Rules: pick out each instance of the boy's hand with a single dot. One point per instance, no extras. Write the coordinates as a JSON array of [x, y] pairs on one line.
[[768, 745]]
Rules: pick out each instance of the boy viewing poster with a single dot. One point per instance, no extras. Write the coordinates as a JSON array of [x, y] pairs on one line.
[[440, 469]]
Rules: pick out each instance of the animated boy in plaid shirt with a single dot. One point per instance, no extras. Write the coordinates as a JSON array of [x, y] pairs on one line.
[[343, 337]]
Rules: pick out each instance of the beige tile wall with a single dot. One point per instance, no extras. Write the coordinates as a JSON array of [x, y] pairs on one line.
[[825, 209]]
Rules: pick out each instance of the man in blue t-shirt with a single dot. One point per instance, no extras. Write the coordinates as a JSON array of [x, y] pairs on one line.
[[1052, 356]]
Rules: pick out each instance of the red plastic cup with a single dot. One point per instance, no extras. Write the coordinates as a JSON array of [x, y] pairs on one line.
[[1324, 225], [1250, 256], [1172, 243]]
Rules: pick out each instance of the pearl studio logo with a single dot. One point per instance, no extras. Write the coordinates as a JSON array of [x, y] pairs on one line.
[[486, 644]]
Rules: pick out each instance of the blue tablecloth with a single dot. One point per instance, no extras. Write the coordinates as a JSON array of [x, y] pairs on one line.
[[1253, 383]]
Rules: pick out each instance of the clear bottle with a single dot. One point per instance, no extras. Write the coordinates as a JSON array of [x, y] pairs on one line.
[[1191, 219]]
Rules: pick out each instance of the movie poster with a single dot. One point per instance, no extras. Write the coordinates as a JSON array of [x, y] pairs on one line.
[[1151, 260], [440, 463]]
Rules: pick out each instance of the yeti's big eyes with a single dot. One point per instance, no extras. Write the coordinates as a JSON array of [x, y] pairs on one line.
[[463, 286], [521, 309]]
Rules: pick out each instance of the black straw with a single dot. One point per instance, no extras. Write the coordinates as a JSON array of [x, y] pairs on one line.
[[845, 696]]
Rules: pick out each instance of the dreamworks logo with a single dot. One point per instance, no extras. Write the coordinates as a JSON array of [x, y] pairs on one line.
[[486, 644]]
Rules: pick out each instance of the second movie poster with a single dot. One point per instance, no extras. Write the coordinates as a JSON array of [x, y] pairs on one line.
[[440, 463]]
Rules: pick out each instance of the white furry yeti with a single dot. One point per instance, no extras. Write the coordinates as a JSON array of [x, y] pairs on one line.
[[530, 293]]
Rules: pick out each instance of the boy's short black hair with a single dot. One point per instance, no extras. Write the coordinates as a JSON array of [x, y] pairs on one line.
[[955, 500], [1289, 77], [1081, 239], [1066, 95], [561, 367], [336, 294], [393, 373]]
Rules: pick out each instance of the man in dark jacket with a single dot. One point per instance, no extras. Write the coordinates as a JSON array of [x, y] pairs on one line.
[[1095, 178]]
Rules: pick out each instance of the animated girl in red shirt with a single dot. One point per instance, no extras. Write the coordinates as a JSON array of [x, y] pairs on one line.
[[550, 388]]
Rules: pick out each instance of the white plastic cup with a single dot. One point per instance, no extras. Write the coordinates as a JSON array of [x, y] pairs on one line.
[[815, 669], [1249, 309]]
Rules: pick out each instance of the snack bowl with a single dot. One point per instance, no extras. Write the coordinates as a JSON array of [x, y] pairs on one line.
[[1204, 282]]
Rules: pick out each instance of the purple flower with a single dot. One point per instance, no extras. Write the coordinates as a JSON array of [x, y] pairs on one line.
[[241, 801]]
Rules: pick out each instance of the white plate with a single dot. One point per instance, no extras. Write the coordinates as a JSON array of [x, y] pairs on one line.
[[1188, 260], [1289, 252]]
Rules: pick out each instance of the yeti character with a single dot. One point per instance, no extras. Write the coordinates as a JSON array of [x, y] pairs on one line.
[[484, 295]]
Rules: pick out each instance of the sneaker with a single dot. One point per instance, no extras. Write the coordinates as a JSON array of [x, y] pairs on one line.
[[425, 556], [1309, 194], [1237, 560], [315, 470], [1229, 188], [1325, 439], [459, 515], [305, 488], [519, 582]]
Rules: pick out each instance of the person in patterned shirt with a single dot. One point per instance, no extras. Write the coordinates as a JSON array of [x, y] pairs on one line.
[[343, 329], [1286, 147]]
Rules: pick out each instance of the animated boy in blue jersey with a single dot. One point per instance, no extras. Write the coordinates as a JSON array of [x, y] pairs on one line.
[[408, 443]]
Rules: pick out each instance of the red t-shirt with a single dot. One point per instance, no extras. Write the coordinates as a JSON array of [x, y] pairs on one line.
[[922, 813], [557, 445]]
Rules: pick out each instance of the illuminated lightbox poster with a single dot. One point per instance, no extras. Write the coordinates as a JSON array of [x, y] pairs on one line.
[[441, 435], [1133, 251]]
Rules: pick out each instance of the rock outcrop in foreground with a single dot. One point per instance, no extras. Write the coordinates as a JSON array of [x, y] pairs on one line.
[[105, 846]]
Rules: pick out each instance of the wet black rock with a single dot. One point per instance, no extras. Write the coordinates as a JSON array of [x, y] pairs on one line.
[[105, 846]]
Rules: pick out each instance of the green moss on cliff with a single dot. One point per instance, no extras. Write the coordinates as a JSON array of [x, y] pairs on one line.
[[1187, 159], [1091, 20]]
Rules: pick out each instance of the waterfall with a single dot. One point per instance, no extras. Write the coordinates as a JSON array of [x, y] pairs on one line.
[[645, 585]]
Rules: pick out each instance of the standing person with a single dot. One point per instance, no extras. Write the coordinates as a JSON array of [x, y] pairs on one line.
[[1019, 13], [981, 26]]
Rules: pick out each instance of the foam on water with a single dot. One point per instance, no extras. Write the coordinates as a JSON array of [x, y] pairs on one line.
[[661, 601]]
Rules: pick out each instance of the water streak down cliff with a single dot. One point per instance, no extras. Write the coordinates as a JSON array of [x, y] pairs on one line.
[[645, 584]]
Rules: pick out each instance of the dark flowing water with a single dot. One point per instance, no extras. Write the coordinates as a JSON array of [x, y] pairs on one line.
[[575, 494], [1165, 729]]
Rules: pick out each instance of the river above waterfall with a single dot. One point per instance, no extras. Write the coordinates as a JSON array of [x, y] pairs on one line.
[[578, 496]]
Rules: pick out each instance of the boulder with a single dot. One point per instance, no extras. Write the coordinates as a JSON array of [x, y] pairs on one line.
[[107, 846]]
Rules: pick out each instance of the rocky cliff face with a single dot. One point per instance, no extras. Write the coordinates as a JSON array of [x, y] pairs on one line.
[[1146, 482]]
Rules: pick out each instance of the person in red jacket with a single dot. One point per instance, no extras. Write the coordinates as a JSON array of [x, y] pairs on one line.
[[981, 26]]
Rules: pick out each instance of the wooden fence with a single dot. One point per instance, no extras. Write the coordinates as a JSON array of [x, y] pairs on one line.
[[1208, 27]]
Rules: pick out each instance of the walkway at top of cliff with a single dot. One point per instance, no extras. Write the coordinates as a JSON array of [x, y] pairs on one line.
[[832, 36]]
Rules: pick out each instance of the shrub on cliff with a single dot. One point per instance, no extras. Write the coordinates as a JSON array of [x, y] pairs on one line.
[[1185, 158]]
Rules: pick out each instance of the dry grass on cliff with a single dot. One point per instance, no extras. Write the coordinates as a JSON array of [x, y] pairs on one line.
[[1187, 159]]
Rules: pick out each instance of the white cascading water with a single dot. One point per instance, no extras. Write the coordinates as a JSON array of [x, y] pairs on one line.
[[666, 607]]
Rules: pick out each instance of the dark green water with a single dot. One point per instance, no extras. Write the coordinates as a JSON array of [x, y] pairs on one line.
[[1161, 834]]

-- -- --

§ GOAL: Retype the records in full. Keep every line identical to the original.

§ ANSWER:
Rules: pick out each instance of the boy's hand with a single dot. One point per instance, no extras. Write the coordinates as a JSON array of [x, y] pairs on one line.
[[768, 745]]
Rules: pick out each instance of the boy viewing poster with a single dot. One point per instance, no extras. Write the coordinates as a JSON array of [x, y] pairs on one line.
[[440, 469]]
Rules: pick out each instance of the animated boy in plaid shirt with a single dot. One point per instance, no extras. Write the coordinates as a JSON array of [x, y] pairs on one line.
[[343, 337]]
Rules: pick out each instance of the beige tile wall with a single dot. One point per instance, no extras. Write the coordinates as a JSON array of [x, y] pairs on one line.
[[825, 209]]
Rules: pick out each instance of the man in blue t-shirt with a single dot. One point per instance, no extras. Write the coordinates as a JSON array of [x, y] pairs on one line.
[[1052, 356]]
Rules: pick out each instance of the red plastic cup with a single dot. One point per instance, no extras. Write the coordinates as a JSON array of [x, y] pairs on one line.
[[1324, 225], [1250, 256], [1172, 243]]
Rules: pick out each instance of the pearl studio logo with a single dot. One point per instance, no extras. Write the coordinates as a JSON array of [x, y] pairs on one line.
[[486, 644]]
Rules: pick out each instance of the blue tablecloth with a single dot. One point per instance, no extras. Write the coordinates as a JSON array of [x, y] pairs on one line.
[[1253, 383]]
Rules: pick out each instance of the clear bottle with a single dot. One point per instance, no extras. Write the coordinates as a JSON array of [x, y] pairs on one line.
[[1191, 219]]
Rules: pick out each instance of the movie poster with a single dot. One point per instance, no extras. Write the coordinates as a JSON array of [x, y] pairs on one line.
[[1151, 260], [440, 463]]
Rules: pick out each instance of the yeti's big eyes with a single dot. One point per instance, no extras. Write the coordinates as a JSON array of [x, y] pairs on one line.
[[463, 286], [521, 309]]
Rules: pick out each instance of the black straw with a single dot. One point per instance, no extras. Write the coordinates as a JSON array of [x, y] pairs on one line.
[[845, 696]]
Rules: pick out each instance of the dreamworks logo with a single dot. One point per instance, no extras. Write the coordinates as a JSON array of [x, y] pairs on one line.
[[486, 644]]
Rules: pick out each instance of the second movie poster with a single dot. One point per instance, no extras. Write the coordinates as a JSON array of [x, y] pairs on one line.
[[440, 463]]
Rules: pick out each instance of the white furry yeti with a single dot. One point per instance, no extras. Write the coordinates as a JSON array of [x, y] pairs on one line.
[[530, 293]]
Rules: pick out each instance of the boy's short black hair with a single dot. One point per instance, no extras. Write the coordinates as a JSON array of [x, y] pairs on one line.
[[955, 500], [1289, 77], [1081, 239], [1066, 95], [561, 367], [336, 294], [393, 373]]
Rules: pick out each instance of the man in dark jacket with a single dot. One point per instance, no extras. Write the coordinates as a JSON array of [x, y] pairs on one line.
[[1095, 178]]
Rules: pick out each instance of the animated girl in red shirt with a single dot. One point per instance, no extras. Write the coordinates as a JSON array of [x, y] pairs on one line.
[[550, 388]]
Rules: pick out each instance of the white plastic cup with a single dot. One point per instance, no extras. Write the coordinates as a JSON array of [x, y] pairs on one line.
[[815, 669], [1249, 309]]
Rules: pick out each instance of the snack bowl with a single dot. One point per instance, no extras. Write the coordinates as a JSON array of [x, y] pairs on one line.
[[1204, 282]]
Rules: pick out each instance of the purple flower with a single dot. One point per instance, no extras. Write the coordinates as a JSON array of [x, y] pairs on one line.
[[241, 801]]
Rules: pick out each instance of the white plate with a single dot. One point per instance, no extras. Write the coordinates as a JSON array of [x, y] pairs on one line.
[[1188, 260], [1289, 252]]
Rules: pick out each instance of the yeti character with a single dot. One point per instance, no extras. Write the coordinates as a JSON array of [x, y] pairs on one line.
[[484, 295]]
Rules: pick out each instance of the sneaker with a single dot. One point per instance, no extras. Write the coordinates as a JSON array of [x, y] pairs on one line.
[[425, 556], [1309, 194], [1237, 560], [315, 470], [1229, 188], [1325, 439], [459, 515], [305, 488], [519, 582]]
Rules: pick out each instance of the person in patterned shirt with a single dot. One point per instance, no extras. Write the coordinates as a JSON array of [x, y] pairs on one line.
[[343, 329], [1286, 147]]
Rules: pick out each instance of the animated boy in blue jersey with a single dot. One point per instance, no extras. Write the coordinates as a JSON array of [x, y] pairs on one line.
[[408, 443]]
Rules: pick out each instance of the red t-shirt with a single dot. One point per instance, no extras. Write the coordinates as a JSON array of [x, y] pairs on one line.
[[922, 813], [557, 445]]
Rules: pick out each instance of the illuminated lightbox poster with a single dot. One point per instance, no extras. Write the coordinates as a JSON array of [x, y] pairs on one line.
[[441, 435], [1133, 251]]
Rules: pick out each instance of the rock outcrop in foreground with a single dot. One point per instance, no extras. Write the coordinates as a JSON array of [x, y] pairs on one line.
[[105, 846]]
Rules: pick out each instance of the wet black rock with a single dot. One point per instance, no extras. Write the coordinates as a JSON array of [x, y] pairs on one line.
[[105, 846]]
Rules: pick out each instance of the green moss on cliff with a single dot. One point per instance, no extras. Write the coordinates as a JSON array of [x, y] pairs on one line.
[[1187, 159], [1091, 20]]
Rules: pick out each instance of the waterfall with a single dot. One point per instance, no extras. Write the coordinates as a JSON array of [x, y] pairs on one line.
[[645, 585]]
Rules: pick out each instance of the standing person with a single dot. One point per instance, no extras. Write the coordinates as a JSON array of [x, y] pairs on one line.
[[1019, 13], [981, 26]]
Rules: pick out each instance of the foam on water with a single dot. One point per instance, no extras. Write the coordinates as a JSON array of [x, y] pairs on one line.
[[661, 601]]
Rules: pick out each instance of the water streak down cliff with a single dot. One point per instance, no extras. Write the coordinates as a JSON array of [x, y] pairs on one line.
[[645, 584]]
Rules: pick out each instance of the dark flowing water with a single dot. One point per instance, no extras. Write the coordinates as a JSON array of [x, y] pairs on one line.
[[575, 494], [1165, 729]]
Rules: pick out each instance of the river above waterfall with a single dot. One point per instance, no extras. Write the coordinates as a JSON array of [x, y] pairs on one line.
[[578, 496]]
Rules: pick out each instance of the boulder with a single dot. One point per instance, no extras. Write the coordinates as a JSON array of [x, y] pairs on one line.
[[107, 846]]
Rules: pick out each instance of the rocky cliff face with a single dot. One point per instance, no extras. Write the coordinates as a JSON array of [x, y] pairs on one line.
[[1146, 482]]
Rules: pick out each instance of the person in red jacket with a single dot. One point per instance, no extras. Write the coordinates as a JSON array of [x, y] pairs on one line.
[[981, 26]]
Rules: pick out each instance of the wooden fence with a single dot. One point per instance, no extras. Write the coordinates as a JSON array of [x, y] pairs on one line.
[[1208, 27]]
Rules: pick out each instance of the walkway at top of cliff with a single dot. One point per instance, no extras. Write the coordinates as a JSON array of [x, y] pairs on one line.
[[832, 36]]
Rules: pick out each instance of the shrub on cliff with a single dot. One point per instance, no extras. Write the coordinates as a JSON array of [x, y] pairs on one line.
[[1185, 158]]
Rules: pick out each instance of the dry grass on cliff with a single dot. One point per instance, no extras. Write the coordinates as a JSON array of [x, y] pairs on one line.
[[1187, 159]]
Rules: pick out each instance of the white cascading water with a single dot. One point per instance, no extras. Write the coordinates as a JSON array of [x, y] pairs on one line.
[[666, 607]]
Rules: pick out each instance of the dark green water with a single dot. One point per instance, no extras. Write the coordinates as a JSON array of [x, y] pairs on one line.
[[1161, 834]]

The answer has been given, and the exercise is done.